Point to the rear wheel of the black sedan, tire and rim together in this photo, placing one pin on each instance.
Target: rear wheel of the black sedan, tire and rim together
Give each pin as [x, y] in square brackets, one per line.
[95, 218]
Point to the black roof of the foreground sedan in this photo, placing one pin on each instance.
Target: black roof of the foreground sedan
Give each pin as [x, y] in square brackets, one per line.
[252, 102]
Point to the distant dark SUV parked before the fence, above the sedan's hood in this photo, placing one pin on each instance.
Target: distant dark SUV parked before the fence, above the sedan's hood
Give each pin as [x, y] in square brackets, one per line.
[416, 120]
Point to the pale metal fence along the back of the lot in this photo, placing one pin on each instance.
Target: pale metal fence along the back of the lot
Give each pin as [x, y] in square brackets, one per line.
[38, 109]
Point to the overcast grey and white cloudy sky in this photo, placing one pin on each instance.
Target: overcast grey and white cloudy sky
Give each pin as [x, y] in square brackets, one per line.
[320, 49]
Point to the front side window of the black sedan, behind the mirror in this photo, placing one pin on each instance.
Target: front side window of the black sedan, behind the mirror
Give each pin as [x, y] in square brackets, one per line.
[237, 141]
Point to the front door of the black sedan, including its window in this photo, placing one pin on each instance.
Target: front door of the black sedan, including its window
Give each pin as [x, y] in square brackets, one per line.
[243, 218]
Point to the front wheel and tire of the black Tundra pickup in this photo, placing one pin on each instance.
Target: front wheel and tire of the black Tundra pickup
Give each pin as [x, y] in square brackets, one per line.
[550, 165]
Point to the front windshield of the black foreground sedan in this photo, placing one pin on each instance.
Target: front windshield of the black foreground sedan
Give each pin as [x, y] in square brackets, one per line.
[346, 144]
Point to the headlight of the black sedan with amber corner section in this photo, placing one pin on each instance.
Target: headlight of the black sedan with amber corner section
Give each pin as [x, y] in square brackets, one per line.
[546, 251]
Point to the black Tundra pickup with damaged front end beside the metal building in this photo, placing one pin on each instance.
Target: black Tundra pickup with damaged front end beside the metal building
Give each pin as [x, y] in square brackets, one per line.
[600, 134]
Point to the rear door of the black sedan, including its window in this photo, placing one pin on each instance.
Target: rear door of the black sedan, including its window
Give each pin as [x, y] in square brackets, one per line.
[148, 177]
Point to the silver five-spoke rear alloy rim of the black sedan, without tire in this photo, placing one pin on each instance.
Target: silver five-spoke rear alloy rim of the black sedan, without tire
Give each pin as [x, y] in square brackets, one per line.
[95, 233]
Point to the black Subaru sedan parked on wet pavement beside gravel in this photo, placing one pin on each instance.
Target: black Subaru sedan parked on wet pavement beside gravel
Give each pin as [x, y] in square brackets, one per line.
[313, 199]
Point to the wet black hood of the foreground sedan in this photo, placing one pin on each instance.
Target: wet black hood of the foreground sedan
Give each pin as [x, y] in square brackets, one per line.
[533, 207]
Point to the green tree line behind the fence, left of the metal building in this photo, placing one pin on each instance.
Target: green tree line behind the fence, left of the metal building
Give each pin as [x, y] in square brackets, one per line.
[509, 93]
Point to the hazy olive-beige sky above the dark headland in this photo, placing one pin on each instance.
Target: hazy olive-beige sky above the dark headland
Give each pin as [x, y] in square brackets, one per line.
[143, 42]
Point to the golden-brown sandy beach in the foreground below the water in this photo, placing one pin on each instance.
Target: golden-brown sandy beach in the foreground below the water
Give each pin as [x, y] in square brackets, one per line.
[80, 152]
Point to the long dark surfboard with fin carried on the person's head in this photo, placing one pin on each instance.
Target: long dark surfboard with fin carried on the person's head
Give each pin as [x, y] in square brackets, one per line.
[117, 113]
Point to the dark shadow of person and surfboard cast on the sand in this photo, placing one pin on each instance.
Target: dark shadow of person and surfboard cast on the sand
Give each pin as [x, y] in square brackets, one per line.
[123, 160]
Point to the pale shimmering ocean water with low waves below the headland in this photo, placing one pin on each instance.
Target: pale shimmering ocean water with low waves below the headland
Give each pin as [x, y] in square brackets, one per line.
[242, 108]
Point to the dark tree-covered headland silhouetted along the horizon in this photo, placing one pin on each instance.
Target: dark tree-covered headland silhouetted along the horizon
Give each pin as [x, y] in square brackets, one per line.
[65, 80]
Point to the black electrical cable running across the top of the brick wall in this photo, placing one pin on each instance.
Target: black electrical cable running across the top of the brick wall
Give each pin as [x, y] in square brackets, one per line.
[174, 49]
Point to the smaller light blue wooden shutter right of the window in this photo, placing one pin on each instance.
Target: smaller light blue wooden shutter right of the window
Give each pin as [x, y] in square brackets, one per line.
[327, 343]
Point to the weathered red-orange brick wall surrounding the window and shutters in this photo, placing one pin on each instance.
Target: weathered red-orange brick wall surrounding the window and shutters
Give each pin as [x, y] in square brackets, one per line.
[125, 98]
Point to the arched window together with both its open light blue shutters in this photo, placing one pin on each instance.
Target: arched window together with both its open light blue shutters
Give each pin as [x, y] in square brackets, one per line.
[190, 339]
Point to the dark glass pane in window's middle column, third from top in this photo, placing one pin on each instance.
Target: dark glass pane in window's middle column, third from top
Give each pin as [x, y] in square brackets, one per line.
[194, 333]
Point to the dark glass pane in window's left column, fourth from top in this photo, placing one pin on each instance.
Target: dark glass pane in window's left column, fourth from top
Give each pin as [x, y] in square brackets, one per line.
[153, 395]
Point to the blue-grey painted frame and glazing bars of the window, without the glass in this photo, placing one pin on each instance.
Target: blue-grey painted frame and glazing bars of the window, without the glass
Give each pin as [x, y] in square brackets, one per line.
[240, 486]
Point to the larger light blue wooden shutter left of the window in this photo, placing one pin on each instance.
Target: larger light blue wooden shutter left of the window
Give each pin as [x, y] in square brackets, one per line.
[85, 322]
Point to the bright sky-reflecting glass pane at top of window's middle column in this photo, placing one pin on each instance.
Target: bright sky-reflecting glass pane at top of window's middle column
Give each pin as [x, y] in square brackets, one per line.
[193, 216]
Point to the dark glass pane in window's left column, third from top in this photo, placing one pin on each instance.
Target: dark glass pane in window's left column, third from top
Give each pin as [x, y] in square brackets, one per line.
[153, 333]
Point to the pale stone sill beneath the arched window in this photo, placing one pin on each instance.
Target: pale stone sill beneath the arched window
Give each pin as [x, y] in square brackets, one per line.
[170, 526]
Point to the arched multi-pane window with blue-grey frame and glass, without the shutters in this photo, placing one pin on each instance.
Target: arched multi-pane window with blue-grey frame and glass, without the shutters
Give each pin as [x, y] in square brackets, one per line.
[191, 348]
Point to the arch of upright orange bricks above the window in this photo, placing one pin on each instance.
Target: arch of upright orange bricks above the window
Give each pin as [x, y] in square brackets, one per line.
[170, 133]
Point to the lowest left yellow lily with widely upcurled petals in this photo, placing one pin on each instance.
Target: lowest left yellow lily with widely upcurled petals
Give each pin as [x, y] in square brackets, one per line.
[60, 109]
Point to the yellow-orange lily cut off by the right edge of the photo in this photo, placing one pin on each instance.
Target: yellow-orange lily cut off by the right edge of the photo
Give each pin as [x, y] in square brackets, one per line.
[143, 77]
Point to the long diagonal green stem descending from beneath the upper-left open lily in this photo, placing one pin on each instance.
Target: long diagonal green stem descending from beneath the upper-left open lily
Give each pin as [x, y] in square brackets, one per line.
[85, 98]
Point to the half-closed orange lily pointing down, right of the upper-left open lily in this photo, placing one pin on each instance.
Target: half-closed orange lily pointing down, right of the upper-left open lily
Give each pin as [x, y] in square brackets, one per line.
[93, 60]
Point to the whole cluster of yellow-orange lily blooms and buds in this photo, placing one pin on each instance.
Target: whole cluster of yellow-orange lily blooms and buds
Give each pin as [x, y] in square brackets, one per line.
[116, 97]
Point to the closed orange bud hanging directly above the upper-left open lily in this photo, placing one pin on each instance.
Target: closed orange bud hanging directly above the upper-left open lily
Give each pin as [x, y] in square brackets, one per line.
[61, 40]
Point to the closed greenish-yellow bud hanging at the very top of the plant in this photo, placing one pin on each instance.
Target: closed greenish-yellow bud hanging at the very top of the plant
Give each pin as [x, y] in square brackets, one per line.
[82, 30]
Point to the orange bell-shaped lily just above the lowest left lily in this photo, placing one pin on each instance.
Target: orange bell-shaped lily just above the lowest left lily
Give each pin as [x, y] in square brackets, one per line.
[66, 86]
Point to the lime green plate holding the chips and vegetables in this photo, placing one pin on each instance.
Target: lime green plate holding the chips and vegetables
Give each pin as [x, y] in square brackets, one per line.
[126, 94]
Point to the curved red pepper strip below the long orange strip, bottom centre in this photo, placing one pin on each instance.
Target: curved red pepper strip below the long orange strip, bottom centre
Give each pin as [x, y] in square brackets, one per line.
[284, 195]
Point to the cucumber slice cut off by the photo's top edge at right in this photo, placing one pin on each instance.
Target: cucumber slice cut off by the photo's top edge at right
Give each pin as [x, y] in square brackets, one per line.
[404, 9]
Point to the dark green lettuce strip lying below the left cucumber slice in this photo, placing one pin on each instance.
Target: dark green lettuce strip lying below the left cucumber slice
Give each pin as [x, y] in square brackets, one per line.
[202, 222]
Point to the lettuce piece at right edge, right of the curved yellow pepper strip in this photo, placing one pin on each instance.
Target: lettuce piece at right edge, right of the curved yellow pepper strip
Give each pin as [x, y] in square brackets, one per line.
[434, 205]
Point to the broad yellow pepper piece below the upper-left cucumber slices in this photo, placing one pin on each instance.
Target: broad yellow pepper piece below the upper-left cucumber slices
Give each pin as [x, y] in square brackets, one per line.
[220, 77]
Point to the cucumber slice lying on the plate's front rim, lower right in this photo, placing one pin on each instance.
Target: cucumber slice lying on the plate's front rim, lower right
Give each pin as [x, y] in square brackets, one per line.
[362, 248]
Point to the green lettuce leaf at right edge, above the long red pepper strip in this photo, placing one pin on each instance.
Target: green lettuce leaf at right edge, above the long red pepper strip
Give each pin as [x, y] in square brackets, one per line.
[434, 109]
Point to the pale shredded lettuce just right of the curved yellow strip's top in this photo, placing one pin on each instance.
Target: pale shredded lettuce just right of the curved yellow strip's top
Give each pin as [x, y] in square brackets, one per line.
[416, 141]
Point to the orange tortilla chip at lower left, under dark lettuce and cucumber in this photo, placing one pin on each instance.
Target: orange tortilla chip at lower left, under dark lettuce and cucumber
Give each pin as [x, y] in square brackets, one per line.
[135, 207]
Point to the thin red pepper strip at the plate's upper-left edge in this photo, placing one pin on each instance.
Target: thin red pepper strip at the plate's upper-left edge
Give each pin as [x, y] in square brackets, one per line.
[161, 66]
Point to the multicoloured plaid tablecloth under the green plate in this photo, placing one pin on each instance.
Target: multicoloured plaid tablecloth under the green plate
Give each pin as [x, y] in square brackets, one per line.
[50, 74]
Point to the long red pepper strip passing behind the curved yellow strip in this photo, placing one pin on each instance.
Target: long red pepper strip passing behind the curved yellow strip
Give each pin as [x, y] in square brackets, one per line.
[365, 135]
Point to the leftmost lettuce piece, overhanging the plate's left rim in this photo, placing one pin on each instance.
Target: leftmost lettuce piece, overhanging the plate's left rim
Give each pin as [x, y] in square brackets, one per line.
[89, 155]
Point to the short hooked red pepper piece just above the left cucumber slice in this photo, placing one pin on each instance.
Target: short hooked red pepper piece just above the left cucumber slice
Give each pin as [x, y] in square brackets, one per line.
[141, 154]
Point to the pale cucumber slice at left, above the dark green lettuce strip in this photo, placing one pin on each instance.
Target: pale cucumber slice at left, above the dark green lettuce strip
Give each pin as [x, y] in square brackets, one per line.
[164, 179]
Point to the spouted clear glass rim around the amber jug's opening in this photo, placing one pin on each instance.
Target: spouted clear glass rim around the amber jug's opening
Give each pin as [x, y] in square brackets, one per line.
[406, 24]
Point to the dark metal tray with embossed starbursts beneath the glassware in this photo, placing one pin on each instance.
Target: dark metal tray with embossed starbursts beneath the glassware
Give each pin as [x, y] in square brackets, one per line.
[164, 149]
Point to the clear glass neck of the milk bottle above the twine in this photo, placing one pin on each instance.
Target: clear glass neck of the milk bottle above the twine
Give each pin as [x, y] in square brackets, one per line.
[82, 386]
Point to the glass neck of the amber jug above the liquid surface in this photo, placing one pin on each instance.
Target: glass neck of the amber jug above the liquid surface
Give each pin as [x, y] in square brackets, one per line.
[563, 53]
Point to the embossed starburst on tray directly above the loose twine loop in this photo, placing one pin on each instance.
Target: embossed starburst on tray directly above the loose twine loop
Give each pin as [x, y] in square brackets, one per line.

+-------+

__TASK__: Across the data above, how many lines contain the string "alloy"? Reply with the number and nothing else.

__RESPONSE AREA__: 2